→ DATA RECORDS:
####
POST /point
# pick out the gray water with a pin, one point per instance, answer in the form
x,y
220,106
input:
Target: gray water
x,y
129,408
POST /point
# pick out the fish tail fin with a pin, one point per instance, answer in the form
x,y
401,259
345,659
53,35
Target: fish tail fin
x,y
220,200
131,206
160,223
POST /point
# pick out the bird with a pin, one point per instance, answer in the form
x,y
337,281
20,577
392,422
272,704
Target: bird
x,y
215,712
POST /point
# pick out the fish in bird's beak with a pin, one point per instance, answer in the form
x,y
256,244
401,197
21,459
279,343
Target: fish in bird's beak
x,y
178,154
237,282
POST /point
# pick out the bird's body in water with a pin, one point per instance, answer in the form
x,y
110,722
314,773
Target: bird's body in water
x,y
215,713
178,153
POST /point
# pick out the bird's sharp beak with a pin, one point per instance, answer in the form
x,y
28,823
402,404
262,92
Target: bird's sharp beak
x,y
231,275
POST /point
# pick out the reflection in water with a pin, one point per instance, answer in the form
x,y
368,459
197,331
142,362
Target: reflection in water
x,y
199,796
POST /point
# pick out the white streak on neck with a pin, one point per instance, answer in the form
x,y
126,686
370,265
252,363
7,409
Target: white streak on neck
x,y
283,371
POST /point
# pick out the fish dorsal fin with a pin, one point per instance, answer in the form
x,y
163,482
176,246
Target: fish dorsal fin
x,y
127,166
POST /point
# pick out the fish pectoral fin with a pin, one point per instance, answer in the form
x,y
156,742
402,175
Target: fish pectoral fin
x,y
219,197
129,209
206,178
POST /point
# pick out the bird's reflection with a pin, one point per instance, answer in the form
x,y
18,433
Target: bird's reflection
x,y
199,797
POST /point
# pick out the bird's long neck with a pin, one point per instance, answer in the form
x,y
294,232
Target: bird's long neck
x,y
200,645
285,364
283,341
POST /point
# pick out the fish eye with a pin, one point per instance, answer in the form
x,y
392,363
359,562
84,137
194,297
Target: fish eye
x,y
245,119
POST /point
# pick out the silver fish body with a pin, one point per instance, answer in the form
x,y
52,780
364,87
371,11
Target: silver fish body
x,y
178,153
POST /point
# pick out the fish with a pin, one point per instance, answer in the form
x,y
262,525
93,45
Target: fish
####
→ TASK PROMPT: Every one of the entries must be printed exactly.

→ OUTPUT BELOW:
POST /point
# pick out the gray water with a pin, one point per instance, answer in the form
x,y
220,106
input:
Target: gray water
x,y
129,408
POST /point
# pick out the fish tail fin with a pin, one point per instance, answer in the form
x,y
401,259
345,659
53,35
Target: fish tail fin
x,y
220,200
131,206
160,223
POST /point
# pick out the bird with a pin, one point per instance, answer in the form
x,y
337,281
20,577
392,422
272,704
Target: bird
x,y
215,712
POST /point
# pick out the fish in bird's beak with a pin, one point per instance, answer in the form
x,y
256,244
401,197
21,459
279,343
Target: fish in bird's beak
x,y
178,154
237,282
POST /point
# pick out the bird's body in water with a pin, one point per instance, answer in the form
x,y
110,722
314,773
Target: bird's body in water
x,y
215,713
178,153
POST /point
# pick out the bird's sharp beak with a pin, one point per instance, answer in the form
x,y
28,823
402,404
262,92
Target: bird's sharp beak
x,y
231,275
POST /point
# pick out the reflection in water with a pin, one point per instance, answer in the form
x,y
368,459
197,331
142,362
Target: reflection in water
x,y
199,796
POST /point
# pick out the white streak on neck with a pin, one point per instance, answer in the form
x,y
126,686
370,265
252,363
7,409
Target: white streak on neck
x,y
283,371
POST /point
# pick out the fish dorsal fin with a pin, one point per instance, answer in the form
x,y
163,482
176,246
Target: fish dorsal fin
x,y
127,166
POST /point
# pick out the fish pectoral fin with a pin, one point per instance, answer in the form
x,y
156,742
402,175
Target: fish pectoral fin
x,y
219,197
129,209
206,178
POST /point
# pick out the bird's reflection with a pin, one point per instance, answer in the form
x,y
18,433
Target: bird's reflection
x,y
199,797
POST /point
# pick out the bird's long neck with a pin, one point per instance, answer in the form
x,y
294,232
Target: bird's long neck
x,y
200,645
285,364
283,341
POST /point
# pick out the fish eye with a pin, one point per instance, answer in the form
x,y
392,363
359,562
84,137
194,297
Target: fish eye
x,y
245,119
POST /point
# pick out the silver fish body with a pin, one point per instance, answer in the form
x,y
52,780
364,87
371,11
Target: silver fish body
x,y
178,153
POST /point
# pick out the fish with a pin, one point per instance, answer in the form
x,y
262,525
93,45
Target: fish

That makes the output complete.